• **REQUIRED ACTIONS**
1. Using the text on Ramparts Magazine, decide whether each statement agrees with it. Answer yes or no for each and quote the deciding words of the text. (a) Ramparts published the first-ever interview with an NSA leaker. (b) The magazine ran from 1962 until 1980. (c) The magazine's founders went on to help create Rolling Stone.
2. Reproduce the part of the text on Ramparts Magazine from "Ramparts Magazine (1962" to "Jones, and TruthDig." word for word.
===== TEXT SHOWN
Ramparts Magazine (1962 – 1975) was a left wing rag, a frequent mouthpiece for KGB misinformation, and a booster of rank conspiracy theories — and we would be much worse off today, had it never existed. The extreme viewpoints of the Ramparts staff, and the associated willingness to work outside of traditional systems of power, made the magazine the perfect platform for some of the most necessary journalism of the time. Ramparts published the first-ever interview with an NSA leaker/whistleblower, providing the very first look at the incredible sophistication of global surveillance, and it helped expose the CIA’s use of aid organizations to cover covert actions in Vietnam. Its founders have gone on to help create publications like Rolling Stone, Mother Jones, and TruthDig.
The 1966 Ramparts article on the Michigan State University Group became one of the defining narratives of the anti-Vietnam War movement.
==========
===== DATA BLOCK
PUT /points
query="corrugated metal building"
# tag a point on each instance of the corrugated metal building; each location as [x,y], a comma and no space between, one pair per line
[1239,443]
==========
• **ANSWERS TO THE PROBLEMS**
1.
(a) Yes: "Ramparts published the first-ever interview with an NSA leaker/whistleblower"
(b) No: "Ramparts Magazine (1962 – 1975)"
(c) Yes: "Its founders have gone on to help create publications like Rolling Stone, Mother Jones, and TruthDig."

2.
Ramparts Magazine (1962 – 1975) was a left wing rag, a frequent mouthpiece for KGB misinformation, and a booster of rank conspiracy theories — and we would be much worse off today, had it never existed. The extreme viewpoints of the Ramparts staff, and the associated willingness to work outside of traditional systems of power, made the magazine the perfect platform for some of the most necessary journalism of the time. Ramparts published the first-ever interview with an NSA leaker/whistleblower, providing the very first look at the incredible sophistication of global surveillance, and it helped expose the CIA’s use of aid organizations to cover covert actions in Vietnam. Its founders have gone on to help create publications like Rolling Stone, Mother Jones, and TruthDig.